──────── Supplied text

Seismic safety is one of the major reasons why $54 million is being spent to build this new mental health facility.
However, it's also going to be addressing a growing need -- helping military personnel cope with mental health issues after serving in Iraq and Afghanistan.
Sen. Barbara Boxer, D-CA, was on hand for the topping off ceremony with construction crews setting the last beam in place.
It has been difficult for many in the military to recognize or to acknowledge the need for help.
"That stigma seems to be lessening. We still have more to do, but a place like this is going to be so reassuring to people who come home and look like they're just fine but are struggling with the post-traumatic injury," she said.
The new facility will provide mostly private rooms, all on one floor and that will give patients more privacy as well as easier access to outdoor courtyards.
VA hospital facilities in the Bay Area provide a comprehensive mental health program on an out-patient and in-patient basis.
The patients are skewing younger, with vets from Iraq and Afghanistan now joining those from the Vietnam era for mental health care.

────────────────
──────── Provided material

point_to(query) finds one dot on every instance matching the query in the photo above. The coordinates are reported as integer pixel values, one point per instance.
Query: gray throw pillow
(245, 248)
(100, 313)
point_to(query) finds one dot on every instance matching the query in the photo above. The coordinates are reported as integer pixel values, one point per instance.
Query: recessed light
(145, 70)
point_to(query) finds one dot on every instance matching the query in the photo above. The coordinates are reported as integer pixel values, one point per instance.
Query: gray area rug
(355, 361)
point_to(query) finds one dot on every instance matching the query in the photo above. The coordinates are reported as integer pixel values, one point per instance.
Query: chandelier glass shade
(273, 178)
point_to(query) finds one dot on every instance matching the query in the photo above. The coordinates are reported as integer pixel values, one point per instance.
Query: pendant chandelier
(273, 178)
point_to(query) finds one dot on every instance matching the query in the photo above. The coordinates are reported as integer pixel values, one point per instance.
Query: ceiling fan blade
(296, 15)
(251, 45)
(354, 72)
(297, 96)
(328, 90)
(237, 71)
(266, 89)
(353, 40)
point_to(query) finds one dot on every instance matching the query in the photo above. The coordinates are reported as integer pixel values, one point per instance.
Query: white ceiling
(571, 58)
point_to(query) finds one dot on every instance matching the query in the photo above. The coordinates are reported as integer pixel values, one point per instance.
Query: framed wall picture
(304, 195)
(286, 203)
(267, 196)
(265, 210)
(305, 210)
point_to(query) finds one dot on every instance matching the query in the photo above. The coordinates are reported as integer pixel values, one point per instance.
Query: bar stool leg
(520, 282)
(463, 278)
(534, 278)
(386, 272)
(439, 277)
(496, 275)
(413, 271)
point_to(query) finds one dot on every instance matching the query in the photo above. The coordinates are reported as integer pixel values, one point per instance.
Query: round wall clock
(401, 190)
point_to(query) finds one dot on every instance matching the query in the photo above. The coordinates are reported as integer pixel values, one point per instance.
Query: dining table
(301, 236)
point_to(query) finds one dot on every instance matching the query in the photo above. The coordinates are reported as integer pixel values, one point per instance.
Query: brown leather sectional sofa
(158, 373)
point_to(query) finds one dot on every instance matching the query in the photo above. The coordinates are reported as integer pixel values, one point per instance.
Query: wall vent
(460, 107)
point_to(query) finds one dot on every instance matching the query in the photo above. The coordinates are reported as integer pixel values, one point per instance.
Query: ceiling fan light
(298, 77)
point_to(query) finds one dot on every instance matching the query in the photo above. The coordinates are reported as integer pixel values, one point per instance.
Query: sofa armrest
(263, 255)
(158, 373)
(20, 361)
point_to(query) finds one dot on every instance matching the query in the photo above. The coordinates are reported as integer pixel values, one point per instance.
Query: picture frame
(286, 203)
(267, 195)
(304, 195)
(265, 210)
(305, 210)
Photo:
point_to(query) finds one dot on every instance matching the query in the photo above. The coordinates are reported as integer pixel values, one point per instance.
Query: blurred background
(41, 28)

────────────────

* [Problem 1]
In the article about the new VA mental health facility, how much is being spent to build it?
* [Problem 2]
Reproduce a passage from the article about the new VA mental health facility, beginning at the words "The new facility" and stopping after the words "to outdoor courtyards.".
* [Problem 3]
Write the next part of the news article about the new VA mental health facility, picking up after its final sentence.

* [Output 1]
$54 million.

* [Output 2]
The new facility will provide mostly private rooms, all on one floor and that will give patients more privacy as well as easier access to outdoor courtyards.

* [Output 3]
"With the new mix of the younger patients coming in, and with more women as well, they're coming in, we found that they actually work together and help each other. We have not found that there are problems with that," Dr. Tina Lee from Veteran's Hospital said.
With the suicide rate among military personnel running higher than the rate for civilians, the defense department is working on prevention measures as well, urging commanders to look for potential signs of stress.
"It's always better if you can prevent, and I think if that's feasible, so I would agree with that, but you do what you can," Lee said.
The need for returning vets is great. This facility won't be ready for another couple of years, but will be welcomed when it comes online.